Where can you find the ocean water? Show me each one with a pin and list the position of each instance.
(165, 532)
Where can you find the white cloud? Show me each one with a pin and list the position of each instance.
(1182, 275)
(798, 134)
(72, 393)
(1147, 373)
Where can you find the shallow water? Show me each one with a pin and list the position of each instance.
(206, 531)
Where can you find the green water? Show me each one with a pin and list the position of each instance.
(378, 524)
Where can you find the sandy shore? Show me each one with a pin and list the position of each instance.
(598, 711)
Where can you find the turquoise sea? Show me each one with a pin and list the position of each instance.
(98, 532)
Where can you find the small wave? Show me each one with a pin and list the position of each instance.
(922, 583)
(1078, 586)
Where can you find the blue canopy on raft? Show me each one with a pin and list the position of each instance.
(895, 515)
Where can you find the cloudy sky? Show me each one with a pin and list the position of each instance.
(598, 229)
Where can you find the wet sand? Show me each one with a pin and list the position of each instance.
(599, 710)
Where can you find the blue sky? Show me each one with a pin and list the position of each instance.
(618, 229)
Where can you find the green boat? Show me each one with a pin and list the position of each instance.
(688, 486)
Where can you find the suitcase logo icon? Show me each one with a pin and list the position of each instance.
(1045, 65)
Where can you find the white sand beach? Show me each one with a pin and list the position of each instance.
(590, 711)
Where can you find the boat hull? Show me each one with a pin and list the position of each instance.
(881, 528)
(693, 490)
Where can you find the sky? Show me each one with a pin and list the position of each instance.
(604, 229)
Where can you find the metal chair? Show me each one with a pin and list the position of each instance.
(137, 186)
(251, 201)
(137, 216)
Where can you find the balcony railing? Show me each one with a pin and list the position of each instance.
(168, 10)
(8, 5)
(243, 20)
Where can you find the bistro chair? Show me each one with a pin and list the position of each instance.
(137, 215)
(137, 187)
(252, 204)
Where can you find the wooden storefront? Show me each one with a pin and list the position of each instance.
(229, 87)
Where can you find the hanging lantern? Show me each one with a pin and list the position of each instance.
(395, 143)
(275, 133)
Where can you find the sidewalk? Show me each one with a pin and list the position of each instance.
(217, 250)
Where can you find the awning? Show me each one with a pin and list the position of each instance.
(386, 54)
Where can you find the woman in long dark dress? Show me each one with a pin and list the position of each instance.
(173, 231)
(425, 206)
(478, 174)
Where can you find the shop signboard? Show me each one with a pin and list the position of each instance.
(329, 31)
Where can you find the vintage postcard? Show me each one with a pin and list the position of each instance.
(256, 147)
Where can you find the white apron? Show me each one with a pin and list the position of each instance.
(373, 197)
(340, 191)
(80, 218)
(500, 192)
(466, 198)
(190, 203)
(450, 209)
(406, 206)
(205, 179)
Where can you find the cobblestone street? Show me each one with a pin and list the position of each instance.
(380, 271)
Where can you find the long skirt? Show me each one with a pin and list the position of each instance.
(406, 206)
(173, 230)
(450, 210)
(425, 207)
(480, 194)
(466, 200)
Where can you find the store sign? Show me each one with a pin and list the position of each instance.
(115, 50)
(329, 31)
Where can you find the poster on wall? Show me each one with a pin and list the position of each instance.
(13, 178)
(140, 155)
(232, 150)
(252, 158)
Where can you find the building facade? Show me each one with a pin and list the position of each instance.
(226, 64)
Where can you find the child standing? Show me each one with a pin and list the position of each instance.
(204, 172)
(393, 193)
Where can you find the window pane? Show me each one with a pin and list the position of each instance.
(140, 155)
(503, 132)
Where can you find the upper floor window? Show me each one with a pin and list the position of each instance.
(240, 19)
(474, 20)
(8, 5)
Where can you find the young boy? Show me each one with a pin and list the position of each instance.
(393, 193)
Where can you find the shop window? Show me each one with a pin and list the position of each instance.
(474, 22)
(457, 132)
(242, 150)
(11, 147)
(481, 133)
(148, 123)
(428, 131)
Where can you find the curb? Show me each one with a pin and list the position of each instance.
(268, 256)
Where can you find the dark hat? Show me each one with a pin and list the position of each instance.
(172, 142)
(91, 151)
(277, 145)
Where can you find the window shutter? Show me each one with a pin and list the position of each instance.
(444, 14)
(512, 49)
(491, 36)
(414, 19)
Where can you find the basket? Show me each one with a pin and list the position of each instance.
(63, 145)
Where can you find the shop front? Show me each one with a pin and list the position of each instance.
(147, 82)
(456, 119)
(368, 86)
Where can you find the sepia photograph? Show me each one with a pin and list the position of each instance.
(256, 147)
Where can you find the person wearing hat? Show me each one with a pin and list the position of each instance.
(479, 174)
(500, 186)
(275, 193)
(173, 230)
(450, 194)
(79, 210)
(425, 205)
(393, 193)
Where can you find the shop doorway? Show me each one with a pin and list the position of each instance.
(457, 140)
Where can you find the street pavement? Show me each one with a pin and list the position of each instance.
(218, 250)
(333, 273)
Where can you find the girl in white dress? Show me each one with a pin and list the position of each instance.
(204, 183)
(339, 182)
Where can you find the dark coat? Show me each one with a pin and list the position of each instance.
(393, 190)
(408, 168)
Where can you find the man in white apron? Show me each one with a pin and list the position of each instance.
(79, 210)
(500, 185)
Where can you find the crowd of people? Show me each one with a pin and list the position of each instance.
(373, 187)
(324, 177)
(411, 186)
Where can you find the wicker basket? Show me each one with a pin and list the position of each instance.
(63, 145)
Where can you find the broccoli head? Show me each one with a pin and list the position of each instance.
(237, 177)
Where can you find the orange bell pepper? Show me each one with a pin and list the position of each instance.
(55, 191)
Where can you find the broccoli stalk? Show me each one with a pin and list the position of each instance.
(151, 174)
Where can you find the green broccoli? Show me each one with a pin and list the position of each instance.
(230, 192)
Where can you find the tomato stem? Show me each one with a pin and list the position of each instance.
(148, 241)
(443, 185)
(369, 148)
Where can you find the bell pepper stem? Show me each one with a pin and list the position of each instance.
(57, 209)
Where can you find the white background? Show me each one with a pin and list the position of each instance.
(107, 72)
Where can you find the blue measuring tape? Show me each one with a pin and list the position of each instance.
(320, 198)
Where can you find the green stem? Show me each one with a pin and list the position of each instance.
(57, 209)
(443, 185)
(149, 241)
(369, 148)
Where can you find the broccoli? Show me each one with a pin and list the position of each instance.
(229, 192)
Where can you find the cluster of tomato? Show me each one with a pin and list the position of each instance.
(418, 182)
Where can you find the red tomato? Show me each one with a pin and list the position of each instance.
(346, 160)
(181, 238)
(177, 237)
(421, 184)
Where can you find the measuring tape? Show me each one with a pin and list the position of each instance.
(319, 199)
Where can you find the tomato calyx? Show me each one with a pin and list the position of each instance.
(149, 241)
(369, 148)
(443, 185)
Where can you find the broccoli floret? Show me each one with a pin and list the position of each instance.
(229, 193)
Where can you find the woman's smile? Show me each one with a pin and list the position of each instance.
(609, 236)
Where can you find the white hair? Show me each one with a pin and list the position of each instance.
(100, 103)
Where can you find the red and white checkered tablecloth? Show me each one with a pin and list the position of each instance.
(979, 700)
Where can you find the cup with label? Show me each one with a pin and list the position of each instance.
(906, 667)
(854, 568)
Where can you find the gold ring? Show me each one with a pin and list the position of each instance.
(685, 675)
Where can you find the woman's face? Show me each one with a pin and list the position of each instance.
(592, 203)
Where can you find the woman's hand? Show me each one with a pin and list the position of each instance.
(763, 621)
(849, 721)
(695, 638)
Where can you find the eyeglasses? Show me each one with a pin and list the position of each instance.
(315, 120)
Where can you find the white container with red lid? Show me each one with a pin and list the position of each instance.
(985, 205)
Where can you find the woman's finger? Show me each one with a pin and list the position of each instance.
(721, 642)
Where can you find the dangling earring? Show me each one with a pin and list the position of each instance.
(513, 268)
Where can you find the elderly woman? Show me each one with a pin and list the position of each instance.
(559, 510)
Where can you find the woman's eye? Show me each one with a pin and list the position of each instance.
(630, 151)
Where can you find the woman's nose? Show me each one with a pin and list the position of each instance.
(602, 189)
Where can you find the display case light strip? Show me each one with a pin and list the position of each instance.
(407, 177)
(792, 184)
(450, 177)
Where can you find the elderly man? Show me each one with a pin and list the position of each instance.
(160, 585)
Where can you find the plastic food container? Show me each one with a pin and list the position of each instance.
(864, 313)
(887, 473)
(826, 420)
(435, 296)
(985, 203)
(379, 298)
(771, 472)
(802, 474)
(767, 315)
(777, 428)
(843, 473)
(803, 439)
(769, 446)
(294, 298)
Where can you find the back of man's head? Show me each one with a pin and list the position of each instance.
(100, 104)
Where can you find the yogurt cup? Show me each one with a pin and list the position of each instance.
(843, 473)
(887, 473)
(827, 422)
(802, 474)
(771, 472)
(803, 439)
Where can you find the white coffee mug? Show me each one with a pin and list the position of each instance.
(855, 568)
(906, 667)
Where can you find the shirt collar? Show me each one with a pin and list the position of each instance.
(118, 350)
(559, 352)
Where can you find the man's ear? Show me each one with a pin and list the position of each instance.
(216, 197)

------------------------------------

▶ **Your task**
Update the rows from the start of the rows through the line containing "(1147, 373)" by replacing "white cloud" with "gray cloud" and leaving everything else unchanged. Reproduce only those lines.

▶ **Written reply**
Where can you find the ocean water? Show me each one with a pin and list the position of each instance.
(165, 532)
Where can you find the gray cloud? Show me each one with a pin and list the position of each instance.
(1182, 275)
(798, 134)
(72, 393)
(1147, 373)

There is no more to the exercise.